__Brief__
Your task is to copy every line of the entries that holds the word "here".

__Dataset records__
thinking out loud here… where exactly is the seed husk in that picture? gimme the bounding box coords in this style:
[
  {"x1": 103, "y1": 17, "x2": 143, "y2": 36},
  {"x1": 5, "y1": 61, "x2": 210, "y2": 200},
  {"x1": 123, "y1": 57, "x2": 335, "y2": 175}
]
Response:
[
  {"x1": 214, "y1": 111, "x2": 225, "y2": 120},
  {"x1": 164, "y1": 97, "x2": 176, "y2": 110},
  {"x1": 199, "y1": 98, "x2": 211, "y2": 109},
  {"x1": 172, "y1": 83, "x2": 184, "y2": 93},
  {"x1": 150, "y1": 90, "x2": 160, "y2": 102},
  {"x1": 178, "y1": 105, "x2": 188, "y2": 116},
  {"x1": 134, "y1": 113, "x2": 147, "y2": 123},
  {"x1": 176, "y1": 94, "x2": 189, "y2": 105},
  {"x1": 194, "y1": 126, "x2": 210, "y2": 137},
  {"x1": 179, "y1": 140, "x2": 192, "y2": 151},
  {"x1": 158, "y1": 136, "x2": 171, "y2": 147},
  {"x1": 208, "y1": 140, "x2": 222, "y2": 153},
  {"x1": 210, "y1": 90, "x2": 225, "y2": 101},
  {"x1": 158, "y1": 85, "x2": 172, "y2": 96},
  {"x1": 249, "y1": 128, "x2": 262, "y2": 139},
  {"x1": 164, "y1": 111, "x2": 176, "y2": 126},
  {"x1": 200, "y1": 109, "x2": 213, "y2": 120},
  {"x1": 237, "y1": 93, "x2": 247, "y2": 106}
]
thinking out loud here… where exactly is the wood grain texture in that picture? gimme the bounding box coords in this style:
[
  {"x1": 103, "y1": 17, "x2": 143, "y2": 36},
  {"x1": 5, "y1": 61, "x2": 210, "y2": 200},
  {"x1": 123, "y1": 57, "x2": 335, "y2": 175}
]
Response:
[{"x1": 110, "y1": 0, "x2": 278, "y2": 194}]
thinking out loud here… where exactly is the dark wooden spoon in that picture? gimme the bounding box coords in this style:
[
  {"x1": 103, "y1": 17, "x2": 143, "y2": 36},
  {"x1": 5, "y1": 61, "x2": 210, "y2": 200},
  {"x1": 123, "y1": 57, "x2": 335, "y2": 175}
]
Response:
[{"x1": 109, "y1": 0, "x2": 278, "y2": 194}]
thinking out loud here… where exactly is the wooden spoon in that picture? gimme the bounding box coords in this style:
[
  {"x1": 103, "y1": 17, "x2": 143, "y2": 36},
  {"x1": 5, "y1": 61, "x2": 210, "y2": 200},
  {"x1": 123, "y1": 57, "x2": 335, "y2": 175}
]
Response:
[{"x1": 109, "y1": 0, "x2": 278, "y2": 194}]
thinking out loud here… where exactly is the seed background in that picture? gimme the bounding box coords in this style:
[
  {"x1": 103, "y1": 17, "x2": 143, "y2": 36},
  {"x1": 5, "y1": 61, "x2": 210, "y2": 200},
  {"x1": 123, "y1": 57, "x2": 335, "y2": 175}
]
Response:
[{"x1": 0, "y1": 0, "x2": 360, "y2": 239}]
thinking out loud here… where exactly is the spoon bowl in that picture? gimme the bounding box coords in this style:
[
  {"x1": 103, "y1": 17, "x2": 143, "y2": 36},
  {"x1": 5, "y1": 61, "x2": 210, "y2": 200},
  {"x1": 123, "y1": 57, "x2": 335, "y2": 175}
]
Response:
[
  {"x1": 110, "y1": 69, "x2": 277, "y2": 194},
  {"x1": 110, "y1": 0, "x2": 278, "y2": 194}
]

---

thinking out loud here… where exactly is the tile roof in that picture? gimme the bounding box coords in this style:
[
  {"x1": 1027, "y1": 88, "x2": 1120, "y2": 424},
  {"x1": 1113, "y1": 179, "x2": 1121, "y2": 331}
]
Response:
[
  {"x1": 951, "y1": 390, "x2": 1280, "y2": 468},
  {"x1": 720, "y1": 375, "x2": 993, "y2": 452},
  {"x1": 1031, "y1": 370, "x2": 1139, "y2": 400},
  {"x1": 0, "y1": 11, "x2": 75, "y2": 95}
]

__Answer for this exercise__
thinking out loud here… where exactly is the seed husk in that picture? gimme the bounding box coords in this style:
thinking out loud here… where exactly is the wood grain texture in that picture? gimme the bounding box coords in this style:
thinking out loud here… where exactly is the dark wooden spoon in that picture? gimme the bounding box coords in this style:
thinking out loud here… where exactly is the wooden spoon in that picture? gimme the bounding box coords in this style:
thinking out loud here… where exactly is the seed background in that picture? gimme the bounding box coords in this style:
thinking out loud here… where exactly is the spoon bowl in that picture? gimme the bounding box coords in this style:
thinking out loud here… where exactly is the tile roof in that picture? gimme the bounding box coords in this style:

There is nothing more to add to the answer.